DATASET RECORDS
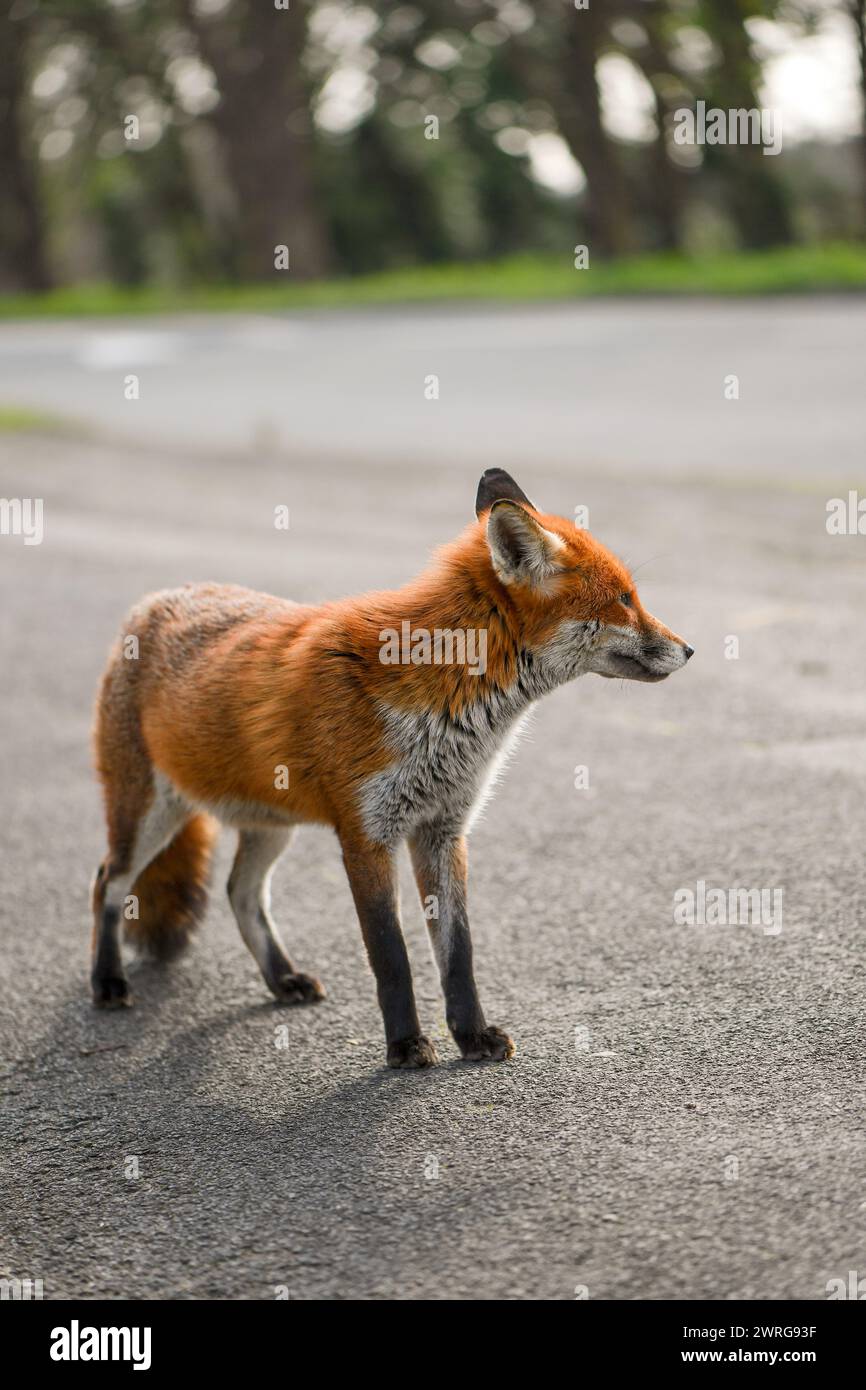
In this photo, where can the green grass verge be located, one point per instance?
(21, 420)
(786, 270)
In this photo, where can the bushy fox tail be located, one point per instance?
(173, 891)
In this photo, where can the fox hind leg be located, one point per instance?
(135, 847)
(249, 893)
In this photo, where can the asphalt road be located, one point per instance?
(684, 1112)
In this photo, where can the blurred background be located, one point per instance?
(310, 127)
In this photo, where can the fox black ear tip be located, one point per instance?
(498, 485)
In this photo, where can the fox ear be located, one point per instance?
(498, 485)
(521, 551)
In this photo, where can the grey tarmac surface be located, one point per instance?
(684, 1116)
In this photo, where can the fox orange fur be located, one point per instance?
(260, 713)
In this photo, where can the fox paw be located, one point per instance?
(491, 1044)
(298, 988)
(111, 991)
(412, 1052)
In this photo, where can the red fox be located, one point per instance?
(380, 716)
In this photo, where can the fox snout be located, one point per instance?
(645, 652)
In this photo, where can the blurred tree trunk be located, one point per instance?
(667, 181)
(22, 259)
(858, 13)
(578, 110)
(266, 132)
(756, 200)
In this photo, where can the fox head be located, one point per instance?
(573, 602)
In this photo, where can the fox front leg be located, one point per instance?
(373, 881)
(439, 863)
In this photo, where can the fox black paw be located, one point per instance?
(491, 1044)
(412, 1052)
(298, 988)
(111, 991)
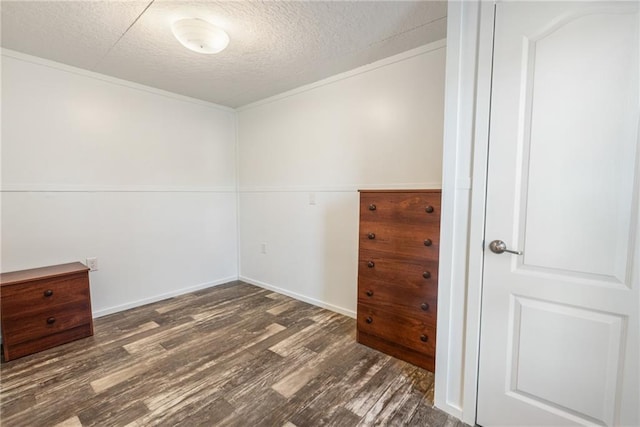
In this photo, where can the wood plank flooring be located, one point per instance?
(232, 355)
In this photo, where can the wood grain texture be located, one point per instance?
(398, 273)
(44, 307)
(232, 355)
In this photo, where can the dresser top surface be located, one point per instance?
(401, 191)
(22, 276)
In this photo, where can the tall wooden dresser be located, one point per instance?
(44, 307)
(398, 273)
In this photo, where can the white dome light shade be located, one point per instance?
(200, 36)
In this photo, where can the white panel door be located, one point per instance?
(559, 326)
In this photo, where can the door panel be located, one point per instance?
(559, 326)
(566, 109)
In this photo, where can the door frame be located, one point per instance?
(465, 160)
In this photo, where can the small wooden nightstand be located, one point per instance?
(44, 307)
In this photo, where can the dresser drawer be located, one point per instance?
(415, 208)
(407, 241)
(421, 304)
(31, 297)
(50, 321)
(44, 307)
(415, 334)
(408, 272)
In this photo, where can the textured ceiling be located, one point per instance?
(275, 45)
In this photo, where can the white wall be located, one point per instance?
(141, 179)
(379, 126)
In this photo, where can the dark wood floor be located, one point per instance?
(233, 355)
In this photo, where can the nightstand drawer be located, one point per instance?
(42, 294)
(50, 321)
(413, 333)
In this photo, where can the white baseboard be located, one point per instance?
(156, 298)
(300, 297)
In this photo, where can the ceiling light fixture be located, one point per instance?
(200, 36)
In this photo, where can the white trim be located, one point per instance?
(156, 298)
(108, 79)
(79, 188)
(439, 44)
(467, 96)
(300, 297)
(449, 351)
(478, 207)
(339, 188)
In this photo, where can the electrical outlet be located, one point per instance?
(92, 263)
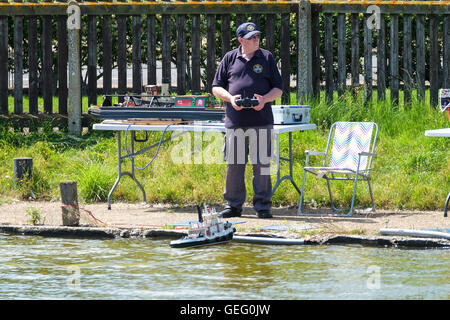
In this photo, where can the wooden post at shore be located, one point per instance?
(69, 199)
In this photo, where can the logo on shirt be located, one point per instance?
(257, 68)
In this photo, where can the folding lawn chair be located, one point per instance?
(350, 151)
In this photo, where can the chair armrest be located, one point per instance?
(315, 153)
(367, 154)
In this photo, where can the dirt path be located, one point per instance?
(163, 216)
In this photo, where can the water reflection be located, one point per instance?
(50, 268)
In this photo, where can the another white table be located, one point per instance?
(202, 126)
(440, 133)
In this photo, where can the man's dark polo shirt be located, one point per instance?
(239, 76)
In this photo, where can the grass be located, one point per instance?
(411, 171)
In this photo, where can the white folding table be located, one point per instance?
(440, 133)
(202, 126)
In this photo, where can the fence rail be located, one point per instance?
(333, 45)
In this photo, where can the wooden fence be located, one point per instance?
(320, 44)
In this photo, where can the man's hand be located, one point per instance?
(261, 101)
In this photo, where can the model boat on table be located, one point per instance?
(209, 230)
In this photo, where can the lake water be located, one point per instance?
(58, 268)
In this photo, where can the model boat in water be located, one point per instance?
(209, 230)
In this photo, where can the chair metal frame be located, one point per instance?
(341, 173)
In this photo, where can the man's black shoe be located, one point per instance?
(230, 212)
(264, 214)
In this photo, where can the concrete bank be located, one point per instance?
(261, 238)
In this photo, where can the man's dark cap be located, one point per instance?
(247, 30)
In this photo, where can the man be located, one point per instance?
(247, 72)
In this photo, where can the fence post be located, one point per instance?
(304, 54)
(73, 28)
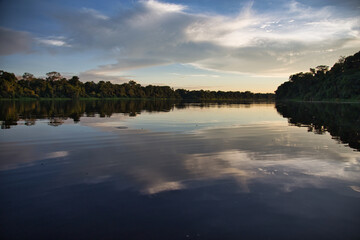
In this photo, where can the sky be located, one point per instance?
(230, 45)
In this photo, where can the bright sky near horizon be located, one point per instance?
(193, 44)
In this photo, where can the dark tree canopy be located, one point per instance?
(342, 81)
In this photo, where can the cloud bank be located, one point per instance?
(150, 33)
(12, 42)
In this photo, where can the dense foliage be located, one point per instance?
(342, 81)
(56, 86)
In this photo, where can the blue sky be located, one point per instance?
(193, 44)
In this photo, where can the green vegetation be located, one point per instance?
(341, 82)
(56, 86)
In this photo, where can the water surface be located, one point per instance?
(172, 170)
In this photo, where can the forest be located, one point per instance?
(341, 82)
(57, 86)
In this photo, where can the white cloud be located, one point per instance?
(95, 13)
(53, 41)
(164, 7)
(158, 33)
(12, 41)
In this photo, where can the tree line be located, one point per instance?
(57, 86)
(342, 81)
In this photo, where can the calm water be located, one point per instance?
(171, 170)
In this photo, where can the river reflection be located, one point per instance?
(188, 171)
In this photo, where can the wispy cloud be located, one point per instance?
(267, 43)
(12, 41)
(53, 41)
(250, 42)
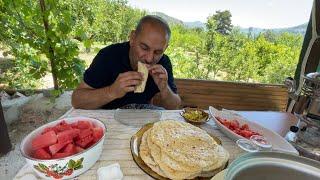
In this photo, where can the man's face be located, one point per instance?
(148, 46)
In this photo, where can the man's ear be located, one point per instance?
(132, 37)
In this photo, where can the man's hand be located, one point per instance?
(160, 76)
(125, 83)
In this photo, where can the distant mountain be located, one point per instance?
(169, 19)
(300, 29)
(195, 24)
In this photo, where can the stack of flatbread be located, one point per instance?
(179, 150)
(142, 68)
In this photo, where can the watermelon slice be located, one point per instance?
(41, 154)
(61, 155)
(70, 148)
(68, 135)
(84, 142)
(56, 147)
(44, 140)
(84, 125)
(49, 129)
(79, 149)
(97, 133)
(84, 133)
(65, 139)
(62, 126)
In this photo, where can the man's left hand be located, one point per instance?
(160, 76)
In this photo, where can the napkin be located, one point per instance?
(111, 172)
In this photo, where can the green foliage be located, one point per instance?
(38, 34)
(267, 58)
(44, 37)
(220, 22)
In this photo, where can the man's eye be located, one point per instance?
(144, 48)
(158, 52)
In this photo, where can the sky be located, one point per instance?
(245, 13)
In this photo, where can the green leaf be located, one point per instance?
(71, 164)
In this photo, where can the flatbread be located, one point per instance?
(185, 143)
(145, 155)
(179, 150)
(143, 69)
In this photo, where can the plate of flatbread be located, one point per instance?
(144, 70)
(171, 149)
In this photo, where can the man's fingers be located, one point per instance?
(131, 75)
(131, 83)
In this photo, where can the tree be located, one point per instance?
(222, 21)
(38, 34)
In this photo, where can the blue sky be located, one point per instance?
(245, 13)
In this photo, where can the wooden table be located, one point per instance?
(116, 147)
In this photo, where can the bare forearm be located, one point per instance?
(91, 98)
(169, 99)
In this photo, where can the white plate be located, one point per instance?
(277, 141)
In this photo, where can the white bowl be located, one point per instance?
(278, 142)
(79, 163)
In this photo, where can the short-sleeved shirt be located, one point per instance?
(113, 60)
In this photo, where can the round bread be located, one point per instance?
(145, 155)
(185, 143)
(179, 150)
(168, 171)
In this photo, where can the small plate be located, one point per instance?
(278, 142)
(203, 116)
(135, 145)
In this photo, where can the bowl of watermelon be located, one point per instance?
(64, 148)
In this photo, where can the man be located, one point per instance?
(111, 79)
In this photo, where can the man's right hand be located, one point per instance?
(125, 83)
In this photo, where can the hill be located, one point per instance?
(300, 29)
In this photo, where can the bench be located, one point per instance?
(232, 95)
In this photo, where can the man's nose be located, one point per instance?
(149, 57)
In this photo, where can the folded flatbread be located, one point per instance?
(143, 69)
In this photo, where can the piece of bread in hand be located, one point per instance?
(143, 69)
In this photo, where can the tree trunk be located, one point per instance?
(5, 145)
(51, 52)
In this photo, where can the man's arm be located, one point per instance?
(86, 97)
(168, 99)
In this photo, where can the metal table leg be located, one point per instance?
(5, 145)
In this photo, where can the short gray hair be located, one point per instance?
(154, 19)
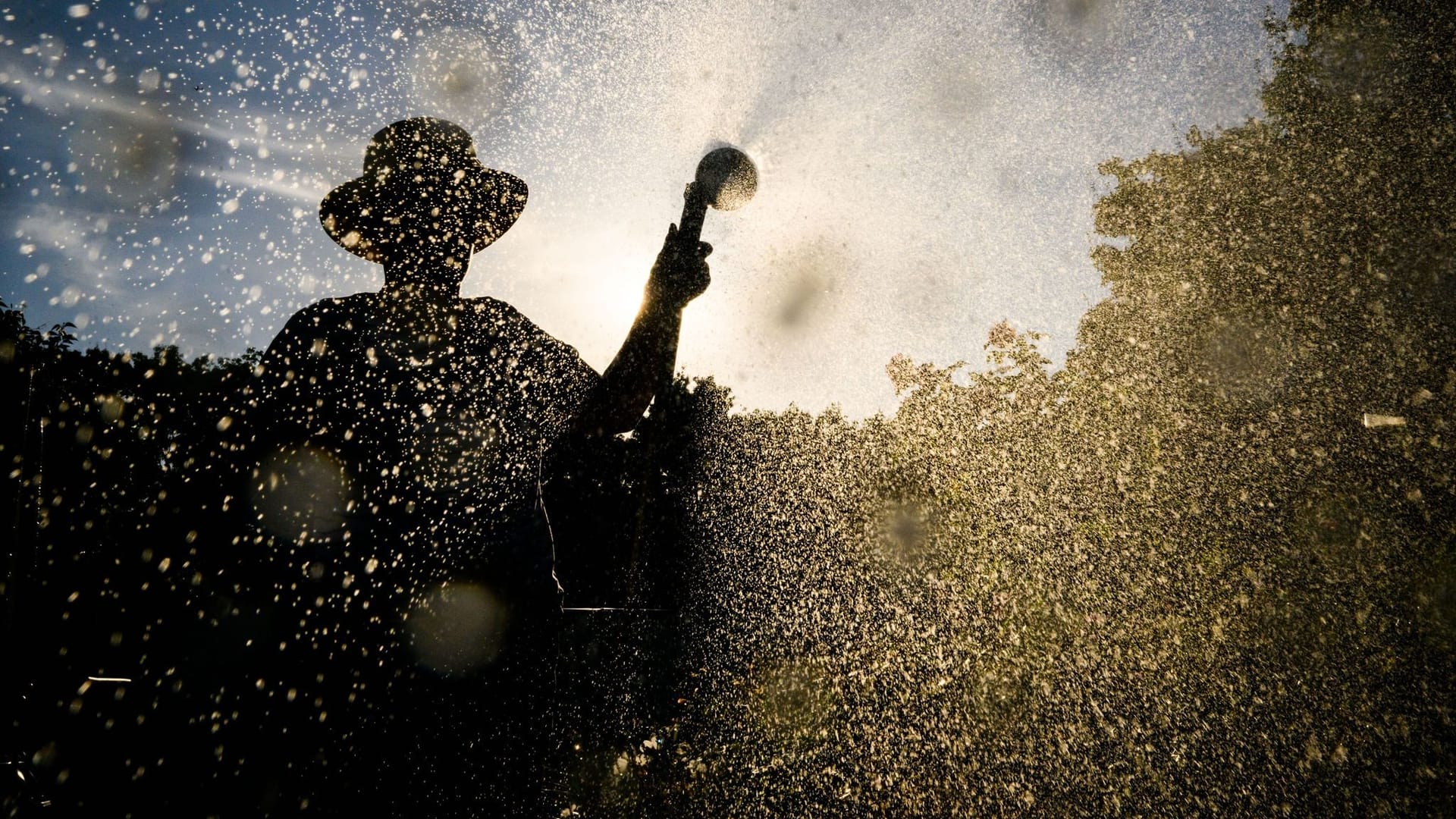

ACTION ITEM
Once you find the line that contains "In this photo, where can the man's arm", give it again along with every later line through the end of the data, word for word, minus the pictures.

TASK SOLUTION
In this photo, where can the man's arm be located, one point per instance?
(86, 97)
(168, 99)
In this photo, where can the metal table leg be located, one point per instance?
(5, 145)
In this photo, where can the short gray hair be located, one point per instance?
(154, 19)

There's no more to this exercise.